**What the task requires**
Output the lines of the rows below, from the line containing "the white towel" through the last line, inclusive, as a JSON list of strings with one string per line and blank lines omitted.

**Information provided**
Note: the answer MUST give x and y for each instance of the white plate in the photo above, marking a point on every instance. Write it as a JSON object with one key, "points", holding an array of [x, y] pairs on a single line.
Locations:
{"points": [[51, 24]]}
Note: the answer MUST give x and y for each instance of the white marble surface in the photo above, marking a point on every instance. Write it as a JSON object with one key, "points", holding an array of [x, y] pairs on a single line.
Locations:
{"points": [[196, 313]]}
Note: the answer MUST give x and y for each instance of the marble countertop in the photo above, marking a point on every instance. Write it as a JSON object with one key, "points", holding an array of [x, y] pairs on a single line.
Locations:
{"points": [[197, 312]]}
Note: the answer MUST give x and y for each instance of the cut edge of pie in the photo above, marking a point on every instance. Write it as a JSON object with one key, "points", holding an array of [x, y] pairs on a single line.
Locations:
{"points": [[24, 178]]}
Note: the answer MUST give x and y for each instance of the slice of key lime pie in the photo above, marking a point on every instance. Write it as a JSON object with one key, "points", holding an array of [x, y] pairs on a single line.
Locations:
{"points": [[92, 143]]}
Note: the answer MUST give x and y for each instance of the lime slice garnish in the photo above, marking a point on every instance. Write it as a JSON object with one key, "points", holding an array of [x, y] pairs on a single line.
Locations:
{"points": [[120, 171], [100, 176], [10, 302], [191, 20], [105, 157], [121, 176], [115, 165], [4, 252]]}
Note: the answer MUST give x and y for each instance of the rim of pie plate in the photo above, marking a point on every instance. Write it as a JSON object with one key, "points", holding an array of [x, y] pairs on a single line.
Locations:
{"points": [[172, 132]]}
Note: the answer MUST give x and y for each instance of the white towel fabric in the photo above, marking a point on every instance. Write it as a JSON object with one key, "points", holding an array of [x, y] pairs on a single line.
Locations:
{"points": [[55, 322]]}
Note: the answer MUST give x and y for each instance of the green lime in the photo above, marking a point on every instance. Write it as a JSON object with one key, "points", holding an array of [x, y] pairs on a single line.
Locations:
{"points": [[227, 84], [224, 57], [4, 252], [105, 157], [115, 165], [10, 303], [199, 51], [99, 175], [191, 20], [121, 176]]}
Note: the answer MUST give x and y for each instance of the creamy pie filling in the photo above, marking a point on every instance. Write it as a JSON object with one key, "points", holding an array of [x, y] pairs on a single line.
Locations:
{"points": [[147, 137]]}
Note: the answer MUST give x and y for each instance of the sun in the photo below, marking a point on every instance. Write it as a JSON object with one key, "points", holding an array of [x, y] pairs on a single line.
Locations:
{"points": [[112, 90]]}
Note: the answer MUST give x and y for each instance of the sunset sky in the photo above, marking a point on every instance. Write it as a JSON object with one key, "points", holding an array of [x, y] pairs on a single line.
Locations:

**Exercise response**
[
  "Note: the answer MUST give x and y for each instance of the white towel fabric in the photo above, marking a point on every instance. Write it as a JSON object with one key, \"points\", holding an array of [x, y] pairs on a single line.",
  "Locations:",
  "{\"points\": [[55, 322]]}",
  "Note: the answer MUST give x and y for each instance of the green lime in the photo above, marking a point on every instance. Write it as a JSON object with one key, \"points\", holding an array of [x, y] pairs on a single line.",
  "Locations:",
  "{\"points\": [[227, 84], [224, 57], [4, 252], [105, 157], [115, 165], [10, 303], [199, 51], [99, 175], [191, 20], [121, 176]]}",
  "Note: the answer MUST give x and y for each instance of the creamy pie filling in the photo above, marking a point on every instance. Write it as a JSON object with one key, \"points\", holding an array of [x, y] pairs on a single line.",
  "Locations:",
  "{\"points\": [[147, 137]]}",
  "Note: the answer MUST give x and y for each instance of the sun in the photo below, marking a point on every instance. Write it as a JSON object with one key, \"points\", holding an array of [x, y] pairs on a single line.",
  "Locations:",
  "{\"points\": [[112, 90]]}",
  "Note: the answer MUST give x and y for each instance of the sunset sky in the photo above, marking a point on every instance. Write it as a JSON object with one key, \"points\", holding an array of [x, y] pairs on a single line.",
  "Locations:"
]